* What is expected *
Would you give again, exactly, the lines running from the line with "x=332, y=272" to the end of the data below, both included?

* Input material *
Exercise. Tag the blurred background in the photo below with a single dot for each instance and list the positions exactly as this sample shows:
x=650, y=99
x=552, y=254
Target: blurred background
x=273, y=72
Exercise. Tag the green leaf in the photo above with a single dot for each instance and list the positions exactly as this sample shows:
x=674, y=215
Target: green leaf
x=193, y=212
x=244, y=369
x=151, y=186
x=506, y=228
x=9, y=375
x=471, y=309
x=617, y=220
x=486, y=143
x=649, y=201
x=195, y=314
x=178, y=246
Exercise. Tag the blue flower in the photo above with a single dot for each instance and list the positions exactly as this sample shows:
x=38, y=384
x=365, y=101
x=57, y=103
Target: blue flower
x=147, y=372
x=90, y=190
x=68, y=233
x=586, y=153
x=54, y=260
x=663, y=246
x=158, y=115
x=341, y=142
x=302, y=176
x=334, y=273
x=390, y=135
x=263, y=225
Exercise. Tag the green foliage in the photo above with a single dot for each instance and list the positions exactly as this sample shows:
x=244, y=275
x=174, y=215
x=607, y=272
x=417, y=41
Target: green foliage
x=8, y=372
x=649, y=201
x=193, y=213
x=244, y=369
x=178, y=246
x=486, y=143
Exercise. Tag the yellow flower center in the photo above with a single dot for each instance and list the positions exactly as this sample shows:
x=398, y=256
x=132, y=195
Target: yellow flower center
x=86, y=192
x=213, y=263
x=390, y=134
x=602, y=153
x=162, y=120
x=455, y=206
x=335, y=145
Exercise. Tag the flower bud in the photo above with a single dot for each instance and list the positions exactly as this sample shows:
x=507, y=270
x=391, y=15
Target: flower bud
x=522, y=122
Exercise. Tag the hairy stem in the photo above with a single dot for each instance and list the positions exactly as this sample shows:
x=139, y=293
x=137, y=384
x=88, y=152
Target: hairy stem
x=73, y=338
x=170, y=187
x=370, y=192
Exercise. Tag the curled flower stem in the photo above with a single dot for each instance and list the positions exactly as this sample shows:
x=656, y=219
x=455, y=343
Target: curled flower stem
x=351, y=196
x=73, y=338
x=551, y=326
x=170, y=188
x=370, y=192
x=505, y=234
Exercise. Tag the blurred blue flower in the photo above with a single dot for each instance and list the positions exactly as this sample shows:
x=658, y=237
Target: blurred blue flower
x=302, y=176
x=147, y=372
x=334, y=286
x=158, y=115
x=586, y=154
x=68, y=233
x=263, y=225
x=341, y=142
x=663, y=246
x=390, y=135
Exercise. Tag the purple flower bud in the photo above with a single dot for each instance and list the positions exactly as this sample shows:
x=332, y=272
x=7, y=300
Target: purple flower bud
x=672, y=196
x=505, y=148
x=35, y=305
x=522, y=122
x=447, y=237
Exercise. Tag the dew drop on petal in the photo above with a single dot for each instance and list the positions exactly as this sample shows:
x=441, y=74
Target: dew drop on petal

* Solution for this exercise *
x=332, y=272
x=7, y=300
Target: purple flower bud
x=672, y=196
x=505, y=148
x=35, y=305
x=522, y=122
x=447, y=237
Exercise. Tag the dew drop on petal in the photo above with a single dot for each instance and list the positions exactly as this sample shows:
x=441, y=74
Target: dew drop on petal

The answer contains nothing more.